| CONSIGNE |
D'après la description de l'épisode, à quoi correspond en anglais le nom du projet MELISSA ?

La suite a écouté sur VLAN !

Description de l’épisode

Christophe dirige a l’agence spatiale Européenne l’un des projets les plus passionnants qui soit: MELISSA. En plus d’être ingénieur, il est également docteur en philosophie ce qui lui procure une profondeur particulière que vous entendrez sans doute dans cet épisode.
Melissa ( en anglais “Micro-Ecological Life Support System Alternative”) est un projet qui a plus de 30 ans et comme le décrit parfaitement Wikipedia, c’est un projet ayant pour objectif de développer un système de support de vie régénératif permettant de reproduire les fonctions principales de l’écosystème terrestre (production en eau, oxygène), dans une masse et un volume réduits et avec une sécurité extrême. Les missions vers la planète Mars (et toutes les étapes entre la Terre et Mars) sont visées. On parle d’écologie fonctionnelle car il s’agit d’un mini écosystème en autonomie.
On y pense pas assez mais partir pour un si long voyage nécessite de comprendre comment gérer les déchets, comment se nourrir en autonomie, comment gérer les maladies, s’alimenter en oxygène…et bien sur on ne pas tout prendre avec soi car autrement, la navette ne décollerait pas (cela représente 5kg par jour et par astronaute sans compte l’oxygène…). On se parle à date de 30 tonnes à prendre avec soi pour un voyage vers Mars…autrement dire, impossible.
Mais alors quel lien avec l’écologie et la vie sur terre?

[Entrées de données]
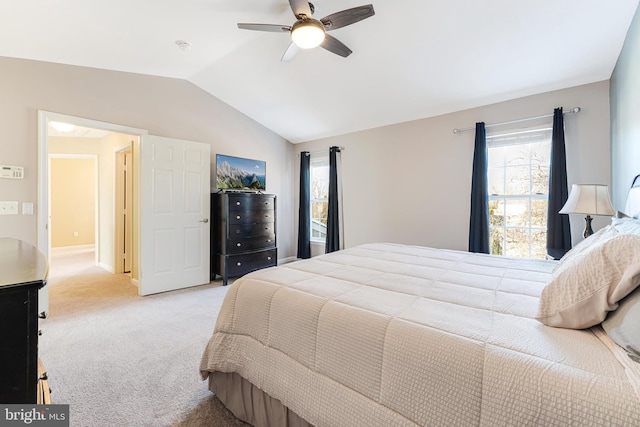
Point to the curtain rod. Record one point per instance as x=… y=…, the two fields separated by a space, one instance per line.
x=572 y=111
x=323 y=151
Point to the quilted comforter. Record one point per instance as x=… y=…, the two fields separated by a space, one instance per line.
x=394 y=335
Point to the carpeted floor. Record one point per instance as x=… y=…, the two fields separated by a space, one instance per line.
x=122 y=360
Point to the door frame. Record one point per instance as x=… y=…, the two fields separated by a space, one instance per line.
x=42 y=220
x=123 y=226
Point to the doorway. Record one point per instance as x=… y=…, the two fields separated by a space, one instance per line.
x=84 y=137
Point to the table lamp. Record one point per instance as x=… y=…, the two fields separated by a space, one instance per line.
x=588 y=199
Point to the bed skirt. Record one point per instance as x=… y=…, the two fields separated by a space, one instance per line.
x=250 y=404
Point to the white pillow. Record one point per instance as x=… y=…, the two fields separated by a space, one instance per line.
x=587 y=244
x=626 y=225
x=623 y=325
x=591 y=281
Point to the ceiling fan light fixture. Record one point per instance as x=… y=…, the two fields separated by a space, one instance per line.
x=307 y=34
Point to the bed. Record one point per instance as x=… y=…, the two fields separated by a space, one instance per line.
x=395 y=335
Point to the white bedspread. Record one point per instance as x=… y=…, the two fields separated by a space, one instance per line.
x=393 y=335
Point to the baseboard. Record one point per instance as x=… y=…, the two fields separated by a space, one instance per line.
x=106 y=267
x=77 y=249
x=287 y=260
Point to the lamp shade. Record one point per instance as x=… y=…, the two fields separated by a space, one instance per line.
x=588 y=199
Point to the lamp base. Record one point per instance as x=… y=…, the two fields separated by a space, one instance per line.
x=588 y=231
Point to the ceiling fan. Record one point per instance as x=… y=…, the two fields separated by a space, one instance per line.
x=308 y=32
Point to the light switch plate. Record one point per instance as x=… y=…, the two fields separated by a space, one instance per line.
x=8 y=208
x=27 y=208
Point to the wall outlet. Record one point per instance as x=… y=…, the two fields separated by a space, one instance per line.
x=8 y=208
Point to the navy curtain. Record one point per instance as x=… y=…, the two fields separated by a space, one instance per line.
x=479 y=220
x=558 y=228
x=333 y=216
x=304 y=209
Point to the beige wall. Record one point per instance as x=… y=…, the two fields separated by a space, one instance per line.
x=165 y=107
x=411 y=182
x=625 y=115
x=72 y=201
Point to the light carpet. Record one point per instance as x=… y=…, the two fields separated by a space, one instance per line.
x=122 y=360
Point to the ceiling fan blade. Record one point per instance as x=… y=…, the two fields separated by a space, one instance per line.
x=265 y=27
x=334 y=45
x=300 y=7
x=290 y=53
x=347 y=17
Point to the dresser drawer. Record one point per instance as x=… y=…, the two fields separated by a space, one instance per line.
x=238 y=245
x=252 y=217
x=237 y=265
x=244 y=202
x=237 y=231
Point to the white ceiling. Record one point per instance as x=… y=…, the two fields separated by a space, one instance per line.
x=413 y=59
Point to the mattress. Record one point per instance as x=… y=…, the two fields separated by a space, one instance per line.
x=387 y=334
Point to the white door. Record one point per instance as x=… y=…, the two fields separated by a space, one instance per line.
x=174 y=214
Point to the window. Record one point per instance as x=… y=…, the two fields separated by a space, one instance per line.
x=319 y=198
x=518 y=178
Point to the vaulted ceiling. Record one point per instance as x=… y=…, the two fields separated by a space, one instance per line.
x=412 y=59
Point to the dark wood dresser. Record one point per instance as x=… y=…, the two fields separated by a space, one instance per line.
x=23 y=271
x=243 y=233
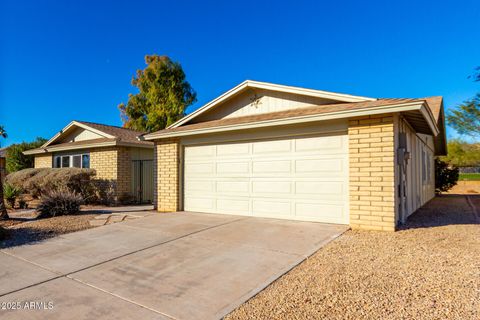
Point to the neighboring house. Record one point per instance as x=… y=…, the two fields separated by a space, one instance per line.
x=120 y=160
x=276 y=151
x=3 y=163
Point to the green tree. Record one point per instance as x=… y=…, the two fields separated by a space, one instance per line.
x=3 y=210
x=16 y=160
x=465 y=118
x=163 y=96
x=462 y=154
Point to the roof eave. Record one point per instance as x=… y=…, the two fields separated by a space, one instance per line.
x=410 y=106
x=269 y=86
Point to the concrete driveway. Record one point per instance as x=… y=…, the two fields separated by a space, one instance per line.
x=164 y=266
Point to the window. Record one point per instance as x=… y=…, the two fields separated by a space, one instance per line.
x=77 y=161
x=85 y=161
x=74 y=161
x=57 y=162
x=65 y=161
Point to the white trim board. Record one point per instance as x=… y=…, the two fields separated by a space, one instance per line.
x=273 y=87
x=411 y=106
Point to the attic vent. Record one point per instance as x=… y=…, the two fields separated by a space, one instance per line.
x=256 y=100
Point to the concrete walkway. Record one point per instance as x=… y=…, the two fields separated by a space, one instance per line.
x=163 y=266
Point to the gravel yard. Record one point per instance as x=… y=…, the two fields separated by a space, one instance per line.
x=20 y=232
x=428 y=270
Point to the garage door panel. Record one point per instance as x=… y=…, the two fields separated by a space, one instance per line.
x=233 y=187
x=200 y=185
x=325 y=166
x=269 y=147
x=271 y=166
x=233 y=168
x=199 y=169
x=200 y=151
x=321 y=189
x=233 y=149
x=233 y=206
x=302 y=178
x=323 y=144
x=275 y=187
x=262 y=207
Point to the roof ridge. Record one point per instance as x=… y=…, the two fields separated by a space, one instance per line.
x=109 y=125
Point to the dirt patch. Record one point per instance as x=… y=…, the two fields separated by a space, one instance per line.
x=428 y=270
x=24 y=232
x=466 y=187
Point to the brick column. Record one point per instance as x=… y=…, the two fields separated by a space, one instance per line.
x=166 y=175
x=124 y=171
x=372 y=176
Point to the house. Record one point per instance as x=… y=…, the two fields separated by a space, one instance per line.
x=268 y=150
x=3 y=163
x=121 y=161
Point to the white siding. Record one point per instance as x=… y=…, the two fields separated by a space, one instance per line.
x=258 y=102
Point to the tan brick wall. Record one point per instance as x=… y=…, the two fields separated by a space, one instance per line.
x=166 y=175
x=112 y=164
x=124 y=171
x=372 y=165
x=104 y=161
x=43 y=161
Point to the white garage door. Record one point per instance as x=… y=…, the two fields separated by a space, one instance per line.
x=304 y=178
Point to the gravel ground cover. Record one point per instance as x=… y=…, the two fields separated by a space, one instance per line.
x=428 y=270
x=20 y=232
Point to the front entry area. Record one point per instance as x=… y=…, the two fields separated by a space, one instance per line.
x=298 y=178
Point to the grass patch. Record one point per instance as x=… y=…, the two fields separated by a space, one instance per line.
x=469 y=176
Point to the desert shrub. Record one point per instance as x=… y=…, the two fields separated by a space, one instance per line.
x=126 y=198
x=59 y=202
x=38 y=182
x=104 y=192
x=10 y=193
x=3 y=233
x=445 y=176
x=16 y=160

| RÉPONSE |
Micro-Ecological Life Support System Alternative.